-- Reading passage --

****

Context, Reasoning, and Hierarchy: A Cost-Performance Study of Compound LLM Agent Design in an Adversarial POMDP
Igor Bogdanov, Chung-Horng Lung, Thomas Kunz, Jie Gao, Adrian Taylor, Marzia Zaman

TL;DR
This study evaluates the design choices of compound LLM agents in adversarial POMDP environments, revealing that structured hierarchies and context engineering outperform complex deliberation strategies in cost-effectiveness and performance.
Contribution
It provides a controlled empirical analysis of LLM agent design trade-offs in adversarial POMDPs, highlighting the benefits of hierarchy and context engineering over deliberation.
Findings
Programmatic state abstraction improves mean return by up to 76%.
Hierarchical decomposition without deliberation yields the best performance.
Distributed deliberation tools can cause a destructive cascade, reducing performance.

****

-- Entries provided --
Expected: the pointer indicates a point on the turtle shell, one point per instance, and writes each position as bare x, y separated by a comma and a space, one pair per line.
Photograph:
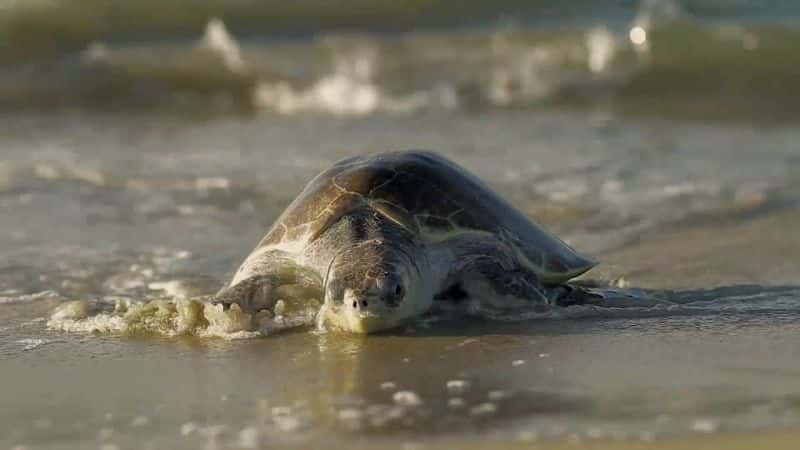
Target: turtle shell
429, 195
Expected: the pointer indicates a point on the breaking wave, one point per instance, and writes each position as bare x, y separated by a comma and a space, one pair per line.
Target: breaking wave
663, 61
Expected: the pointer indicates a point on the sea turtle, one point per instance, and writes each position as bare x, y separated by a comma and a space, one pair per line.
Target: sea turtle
382, 237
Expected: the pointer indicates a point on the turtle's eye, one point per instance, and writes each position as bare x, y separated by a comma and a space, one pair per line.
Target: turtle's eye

****

-- Task 1 --
Using the summary of the LLM agent study, decide whether each statement agrees with it: (a) programmatic state abstraction can raise mean return by as much as 76%; (b) the best performance comes from hierarchical decomposition combined with deliberation; (c) distributed deliberation tools can lower performance. Answer yes or no for each and quote the words that decide it.
-- Task 2 --
List every author named in the summary of the LLM agent study.
The items come from a separate source unrelated to the summary of the LLM agent study.

-- Expected output 1 --
(a) Yes: "Programmatic state abstraction improves mean return by up to 76%."
(b) No: "Hierarchical decomposition without deliberation yields the best performance."
(c) Yes: "Distributed deliberation tools can cause a destructive cascade, reducing performance."

-- Expected output 2 --
Igor Bogdanov, Chung-Horng Lung, Thomas Kunz, Jie Gao, Adrian Taylor, Marzia Zaman